■ Written instruction ■
Edit the lines running from the one that contains "Where can the man's" through the end of the records, both ends included, so that "collar" becomes "shirt collar" and nothing else changes. Output only those lines.
== Stored rows ==
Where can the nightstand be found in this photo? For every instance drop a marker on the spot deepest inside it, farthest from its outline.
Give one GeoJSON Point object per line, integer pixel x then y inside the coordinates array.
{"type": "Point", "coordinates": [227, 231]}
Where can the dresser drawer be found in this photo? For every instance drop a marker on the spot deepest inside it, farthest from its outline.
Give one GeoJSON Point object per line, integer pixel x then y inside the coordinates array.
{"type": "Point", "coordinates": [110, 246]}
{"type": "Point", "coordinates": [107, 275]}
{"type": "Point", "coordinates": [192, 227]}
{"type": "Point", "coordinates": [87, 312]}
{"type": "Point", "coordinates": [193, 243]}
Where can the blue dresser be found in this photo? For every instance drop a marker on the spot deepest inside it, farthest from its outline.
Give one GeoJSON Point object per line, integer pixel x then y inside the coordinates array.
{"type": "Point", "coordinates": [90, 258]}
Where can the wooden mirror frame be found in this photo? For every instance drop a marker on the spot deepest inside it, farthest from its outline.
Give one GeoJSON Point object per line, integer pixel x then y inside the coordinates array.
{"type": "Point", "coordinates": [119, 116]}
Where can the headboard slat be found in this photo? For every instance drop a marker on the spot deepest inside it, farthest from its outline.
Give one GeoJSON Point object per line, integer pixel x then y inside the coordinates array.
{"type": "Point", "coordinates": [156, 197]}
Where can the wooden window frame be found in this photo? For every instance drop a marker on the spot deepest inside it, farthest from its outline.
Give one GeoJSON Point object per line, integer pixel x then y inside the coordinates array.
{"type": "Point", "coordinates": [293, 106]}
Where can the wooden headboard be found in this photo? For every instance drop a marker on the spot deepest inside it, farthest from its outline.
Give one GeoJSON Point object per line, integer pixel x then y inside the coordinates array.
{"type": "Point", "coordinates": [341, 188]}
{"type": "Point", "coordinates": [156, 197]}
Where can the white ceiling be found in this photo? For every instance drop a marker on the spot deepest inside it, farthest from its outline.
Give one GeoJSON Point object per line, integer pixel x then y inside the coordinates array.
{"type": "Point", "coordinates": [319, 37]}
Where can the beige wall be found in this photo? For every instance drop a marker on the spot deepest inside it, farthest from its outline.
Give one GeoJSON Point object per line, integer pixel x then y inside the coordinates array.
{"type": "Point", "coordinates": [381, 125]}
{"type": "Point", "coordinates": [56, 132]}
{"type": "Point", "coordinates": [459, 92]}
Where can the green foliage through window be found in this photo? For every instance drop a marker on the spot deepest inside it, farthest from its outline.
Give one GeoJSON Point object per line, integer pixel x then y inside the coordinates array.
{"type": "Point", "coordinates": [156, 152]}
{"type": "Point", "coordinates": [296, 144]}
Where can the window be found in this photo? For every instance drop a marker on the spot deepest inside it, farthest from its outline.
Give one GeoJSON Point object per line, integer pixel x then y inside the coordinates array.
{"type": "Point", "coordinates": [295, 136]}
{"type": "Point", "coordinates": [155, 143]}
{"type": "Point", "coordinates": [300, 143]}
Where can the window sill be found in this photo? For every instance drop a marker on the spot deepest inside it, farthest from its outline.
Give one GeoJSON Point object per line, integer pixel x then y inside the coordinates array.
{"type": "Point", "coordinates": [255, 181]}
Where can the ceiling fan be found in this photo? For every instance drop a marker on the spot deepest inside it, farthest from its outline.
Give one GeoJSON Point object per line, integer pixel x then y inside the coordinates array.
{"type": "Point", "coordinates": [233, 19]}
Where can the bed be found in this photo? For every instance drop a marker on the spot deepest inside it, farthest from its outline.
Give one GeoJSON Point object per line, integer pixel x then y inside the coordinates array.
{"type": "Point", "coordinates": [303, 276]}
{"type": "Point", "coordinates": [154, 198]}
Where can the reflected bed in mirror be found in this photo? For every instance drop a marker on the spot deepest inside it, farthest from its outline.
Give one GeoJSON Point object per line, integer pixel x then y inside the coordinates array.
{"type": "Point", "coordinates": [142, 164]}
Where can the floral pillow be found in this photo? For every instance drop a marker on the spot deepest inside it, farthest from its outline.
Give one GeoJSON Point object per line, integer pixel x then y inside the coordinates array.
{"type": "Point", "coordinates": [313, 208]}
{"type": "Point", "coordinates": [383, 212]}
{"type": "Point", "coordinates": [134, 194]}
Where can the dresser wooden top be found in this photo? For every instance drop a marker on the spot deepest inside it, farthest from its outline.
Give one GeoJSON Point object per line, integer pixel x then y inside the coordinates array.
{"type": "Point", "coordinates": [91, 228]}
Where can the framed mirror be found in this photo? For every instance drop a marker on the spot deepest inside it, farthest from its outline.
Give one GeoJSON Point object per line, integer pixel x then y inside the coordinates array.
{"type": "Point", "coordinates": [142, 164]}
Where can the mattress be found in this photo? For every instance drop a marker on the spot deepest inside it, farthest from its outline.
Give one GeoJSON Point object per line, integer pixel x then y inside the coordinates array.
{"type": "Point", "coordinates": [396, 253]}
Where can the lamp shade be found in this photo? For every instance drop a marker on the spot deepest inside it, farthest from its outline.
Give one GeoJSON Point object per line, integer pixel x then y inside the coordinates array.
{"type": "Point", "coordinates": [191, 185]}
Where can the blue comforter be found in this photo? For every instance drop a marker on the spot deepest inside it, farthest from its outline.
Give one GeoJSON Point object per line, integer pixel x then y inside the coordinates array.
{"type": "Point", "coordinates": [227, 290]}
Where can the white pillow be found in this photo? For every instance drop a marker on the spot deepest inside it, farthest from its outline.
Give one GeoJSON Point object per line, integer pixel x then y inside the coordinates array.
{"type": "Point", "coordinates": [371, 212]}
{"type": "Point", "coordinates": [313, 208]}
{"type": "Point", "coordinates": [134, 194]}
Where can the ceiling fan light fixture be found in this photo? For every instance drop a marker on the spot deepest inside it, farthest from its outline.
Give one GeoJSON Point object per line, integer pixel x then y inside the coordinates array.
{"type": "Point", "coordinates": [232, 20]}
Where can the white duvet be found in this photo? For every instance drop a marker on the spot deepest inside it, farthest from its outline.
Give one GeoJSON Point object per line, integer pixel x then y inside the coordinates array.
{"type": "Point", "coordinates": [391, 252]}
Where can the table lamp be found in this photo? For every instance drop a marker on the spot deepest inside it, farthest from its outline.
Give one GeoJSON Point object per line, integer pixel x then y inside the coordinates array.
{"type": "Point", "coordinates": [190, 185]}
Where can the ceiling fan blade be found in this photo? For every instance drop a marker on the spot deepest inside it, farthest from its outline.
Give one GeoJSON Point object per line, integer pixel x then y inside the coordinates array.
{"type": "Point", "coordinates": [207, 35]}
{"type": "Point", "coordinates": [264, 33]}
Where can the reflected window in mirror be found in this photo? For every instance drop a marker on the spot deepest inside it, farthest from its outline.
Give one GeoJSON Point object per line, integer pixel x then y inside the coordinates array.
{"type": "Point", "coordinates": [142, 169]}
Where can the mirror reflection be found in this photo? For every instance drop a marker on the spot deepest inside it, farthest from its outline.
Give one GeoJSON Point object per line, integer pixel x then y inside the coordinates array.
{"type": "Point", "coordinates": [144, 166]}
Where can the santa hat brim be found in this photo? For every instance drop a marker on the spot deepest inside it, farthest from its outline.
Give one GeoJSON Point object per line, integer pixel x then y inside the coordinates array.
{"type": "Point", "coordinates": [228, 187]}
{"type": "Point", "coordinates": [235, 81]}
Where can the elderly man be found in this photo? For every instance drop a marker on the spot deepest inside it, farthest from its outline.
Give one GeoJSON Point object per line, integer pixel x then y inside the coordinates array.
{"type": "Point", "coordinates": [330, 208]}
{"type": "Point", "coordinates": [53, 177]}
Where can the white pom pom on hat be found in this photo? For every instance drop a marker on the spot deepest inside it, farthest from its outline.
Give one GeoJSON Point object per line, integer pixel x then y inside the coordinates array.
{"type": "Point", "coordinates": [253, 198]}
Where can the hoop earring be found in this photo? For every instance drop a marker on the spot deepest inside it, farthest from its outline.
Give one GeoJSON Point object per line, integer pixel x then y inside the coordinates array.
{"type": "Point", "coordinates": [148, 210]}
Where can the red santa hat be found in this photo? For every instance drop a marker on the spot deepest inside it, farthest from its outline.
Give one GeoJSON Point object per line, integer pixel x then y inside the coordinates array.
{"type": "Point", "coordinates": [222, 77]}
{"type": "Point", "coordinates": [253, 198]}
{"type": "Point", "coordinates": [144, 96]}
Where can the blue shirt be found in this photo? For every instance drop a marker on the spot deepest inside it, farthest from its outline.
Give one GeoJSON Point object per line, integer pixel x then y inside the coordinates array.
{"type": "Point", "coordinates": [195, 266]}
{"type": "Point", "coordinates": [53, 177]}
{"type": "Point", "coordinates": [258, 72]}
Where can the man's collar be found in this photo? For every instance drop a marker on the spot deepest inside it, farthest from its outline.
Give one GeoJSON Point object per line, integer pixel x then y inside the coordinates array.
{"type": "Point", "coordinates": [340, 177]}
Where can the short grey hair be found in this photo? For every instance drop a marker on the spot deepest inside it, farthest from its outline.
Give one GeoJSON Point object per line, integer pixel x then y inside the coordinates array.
===
■ Task answer ■
Where can the man's shirt collar be found in this photo? For every instance drop a marker on the spot deepest inside it, farthest from its outline.
Give one GeoJSON Point object per line, integer pixel x then y inside the coordinates array.
{"type": "Point", "coordinates": [340, 177]}
Where can the short grey hair be found in this photo? For every instance drop a marker on the spot deepest inside it, farthest from its outline.
Give one GeoJSON Point object per line, integer pixel x then y inside the coordinates array.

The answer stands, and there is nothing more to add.